Stated exercise:
Every entry below should be transcribed exactly; pictures stay out of the copy.

Supplied information:
## Start

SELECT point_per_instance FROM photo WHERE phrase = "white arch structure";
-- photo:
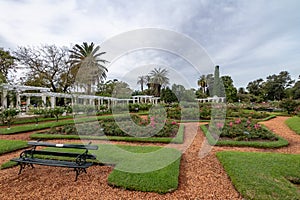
(45, 93)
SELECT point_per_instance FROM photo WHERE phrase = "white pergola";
(145, 99)
(94, 100)
(18, 90)
(213, 99)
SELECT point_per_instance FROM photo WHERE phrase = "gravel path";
(200, 178)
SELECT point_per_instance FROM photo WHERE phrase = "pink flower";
(238, 121)
(257, 126)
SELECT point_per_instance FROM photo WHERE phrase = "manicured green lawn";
(178, 139)
(11, 145)
(142, 168)
(263, 176)
(294, 124)
(258, 144)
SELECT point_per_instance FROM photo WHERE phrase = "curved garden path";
(200, 178)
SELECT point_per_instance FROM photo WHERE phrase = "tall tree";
(202, 83)
(256, 88)
(158, 78)
(7, 63)
(217, 86)
(295, 90)
(48, 67)
(276, 85)
(230, 90)
(85, 59)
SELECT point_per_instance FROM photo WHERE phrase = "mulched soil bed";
(200, 178)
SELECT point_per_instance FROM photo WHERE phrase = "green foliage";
(86, 63)
(178, 139)
(217, 86)
(168, 96)
(246, 130)
(230, 90)
(11, 145)
(295, 91)
(48, 67)
(289, 105)
(258, 144)
(262, 175)
(140, 168)
(7, 62)
(294, 124)
(121, 126)
(8, 115)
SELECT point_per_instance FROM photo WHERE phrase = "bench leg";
(78, 172)
(23, 165)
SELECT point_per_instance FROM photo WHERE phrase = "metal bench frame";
(79, 162)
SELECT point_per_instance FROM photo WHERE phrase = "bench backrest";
(61, 154)
(74, 146)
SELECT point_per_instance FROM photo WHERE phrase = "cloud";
(242, 37)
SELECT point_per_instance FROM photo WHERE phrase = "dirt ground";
(200, 177)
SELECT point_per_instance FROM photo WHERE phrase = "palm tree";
(159, 76)
(85, 60)
(158, 79)
(141, 80)
(202, 83)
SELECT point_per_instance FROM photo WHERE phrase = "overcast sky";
(247, 39)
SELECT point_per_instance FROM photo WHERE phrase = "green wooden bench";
(78, 161)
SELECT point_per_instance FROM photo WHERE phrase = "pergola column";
(91, 101)
(52, 101)
(99, 104)
(27, 103)
(4, 98)
(18, 100)
(44, 100)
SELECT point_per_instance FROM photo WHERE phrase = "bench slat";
(57, 163)
(76, 146)
(62, 154)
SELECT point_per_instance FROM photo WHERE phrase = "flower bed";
(242, 132)
(121, 126)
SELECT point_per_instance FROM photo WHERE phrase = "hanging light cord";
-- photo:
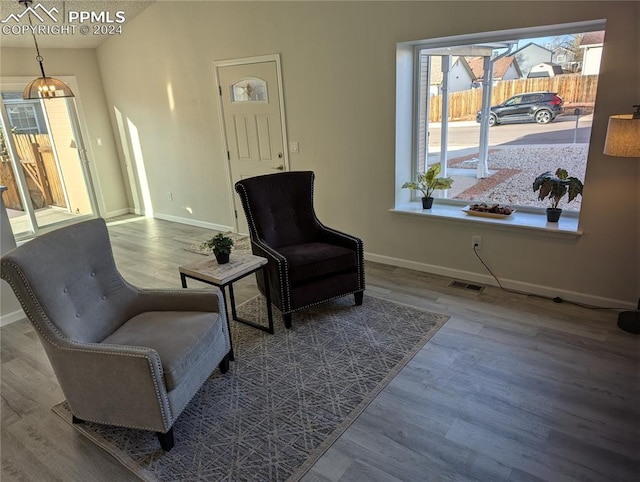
(39, 58)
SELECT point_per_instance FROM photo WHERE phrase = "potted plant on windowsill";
(221, 247)
(555, 187)
(427, 182)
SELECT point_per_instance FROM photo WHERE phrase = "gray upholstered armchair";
(309, 263)
(123, 356)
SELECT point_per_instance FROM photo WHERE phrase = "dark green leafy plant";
(555, 187)
(427, 182)
(219, 244)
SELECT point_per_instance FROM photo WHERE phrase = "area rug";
(286, 398)
(240, 243)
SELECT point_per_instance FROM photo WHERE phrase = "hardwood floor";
(511, 388)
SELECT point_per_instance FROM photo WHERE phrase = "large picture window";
(497, 109)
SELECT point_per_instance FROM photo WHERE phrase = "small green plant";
(555, 187)
(427, 182)
(219, 244)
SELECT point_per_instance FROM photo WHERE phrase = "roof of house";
(500, 67)
(436, 74)
(529, 45)
(593, 38)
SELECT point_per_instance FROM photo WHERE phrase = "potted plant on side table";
(427, 182)
(555, 187)
(221, 247)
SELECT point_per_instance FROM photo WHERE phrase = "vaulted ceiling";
(57, 23)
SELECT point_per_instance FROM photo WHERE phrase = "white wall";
(338, 63)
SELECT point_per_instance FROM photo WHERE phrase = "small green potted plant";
(555, 187)
(427, 182)
(221, 247)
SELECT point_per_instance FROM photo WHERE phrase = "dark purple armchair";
(309, 263)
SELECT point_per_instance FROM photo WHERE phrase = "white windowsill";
(532, 223)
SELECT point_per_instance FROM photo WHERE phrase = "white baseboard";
(583, 298)
(119, 212)
(193, 222)
(12, 317)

## End

Response:
SELECT point_per_instance FROM photo WHERE phrase = "white arch structure";
-- photo:
(45, 93)
SELECT point_per_instance FROM photo WHERE phrase = "white pergola";
(145, 99)
(94, 100)
(18, 90)
(213, 99)
SELECT point_per_instance FROM photo WHERE phrase = "gravel path";
(200, 178)
SELECT point_per_instance FROM photo WHERE phrase = "pink flower";
(238, 121)
(257, 126)
SELECT point_per_instance FROM photo WHERE phrase = "manicured green lawn";
(178, 139)
(11, 145)
(142, 168)
(263, 176)
(294, 124)
(258, 144)
SELECT point_per_instance FROM photo WHERE phrase = "curved garden path";
(200, 178)
SELECT point_per_instance FROM photo WHERE phrase = "tall tree";
(202, 83)
(256, 88)
(158, 78)
(7, 63)
(217, 86)
(295, 90)
(48, 67)
(276, 85)
(230, 90)
(85, 59)
SELECT point_per_instance FROM photo WHERE phrase = "mulched soil bed";
(200, 178)
SELECT point_per_instance FROM photo WHERE phrase = "green foliage";
(86, 63)
(178, 139)
(217, 86)
(168, 96)
(246, 130)
(230, 90)
(11, 145)
(295, 91)
(48, 67)
(289, 105)
(258, 144)
(262, 175)
(140, 168)
(7, 62)
(294, 124)
(121, 126)
(8, 115)
SELECT point_per_instance FROM photo WHERE phrase = "bench leg";
(78, 172)
(23, 165)
SELECT point_per_instance FROM photo WHERE phrase = "metal bench frame";
(79, 162)
SELECT point_per_instance FROM photo WHERE phrase = "bench backrest";
(61, 154)
(74, 146)
SELECT point_per_instance FROM photo WHERE phrase = "cloud";
(242, 37)
SELECT point_per_instance FROM photo WHERE phrase = "dirt ground";
(200, 177)
SELECT point_per_instance FROM photo WHERE phrase = "palm tree";
(159, 76)
(85, 60)
(158, 79)
(141, 80)
(202, 83)
SELECT point_per_instance FROM photo WHERE phrase = "overcast sky";
(247, 39)
SELECT point_per_instance FROM photo WHERE phrase = "green wooden bench";
(78, 161)
SELECT point_per_instance FROM photo WHERE phrase = "pergola column";
(91, 101)
(52, 101)
(99, 104)
(27, 103)
(4, 98)
(18, 100)
(44, 100)
SELECT point_per_instance FROM photo WHERE phrase = "bench slat";
(57, 163)
(76, 146)
(62, 154)
SELECT point_per_instance FROM photo WHERE phrase = "flower bed";
(242, 132)
(121, 126)
SELECT point_per_instance FROM photo WHERE phrase = "hanging light cord";
-- photo:
(39, 58)
SELECT point_per_instance FROM photo WHERE phrase = "potted plant on windowsill";
(221, 247)
(555, 187)
(427, 182)
SELECT point_per_instance FROM photo WHERE phrase = "gray upholstered armchair";
(309, 263)
(123, 356)
SELECT point_per_instance FROM photo WHERE phrase = "dark green leafy plant";
(555, 187)
(427, 182)
(219, 244)
SELECT point_per_instance FROM photo WHERE phrase = "area rug";
(286, 398)
(240, 243)
SELECT point_per_instance FROM photo WHERE phrase = "hardwood floor";
(511, 388)
SELECT point_per_instance FROM photo WHERE phrase = "large picture window";
(497, 109)
SELECT point_per_instance FROM photo WHERE phrase = "small green plant";
(555, 187)
(427, 182)
(219, 244)
SELECT point_per_instance FROM photo WHERE phrase = "roof of house";
(500, 67)
(436, 74)
(529, 45)
(593, 38)
SELECT point_per_instance FROM photo WHERE phrase = "potted plant on side table";
(427, 182)
(555, 187)
(221, 247)
SELECT point_per_instance FROM photo WHERE phrase = "vaulted ceiling";
(57, 23)
SELECT point_per_instance FROM photo WHERE phrase = "white wall";
(338, 63)
SELECT point_per_instance FROM photo WHERE phrase = "small green potted plant";
(555, 187)
(427, 182)
(221, 247)
SELECT point_per_instance FROM photo WHERE phrase = "dark purple armchair";
(309, 263)
SELECT point_per_instance FROM photo WHERE phrase = "white windowsill";
(532, 223)
SELECT point_per_instance FROM photo WHERE phrase = "white baseboard";
(583, 298)
(119, 212)
(193, 222)
(12, 317)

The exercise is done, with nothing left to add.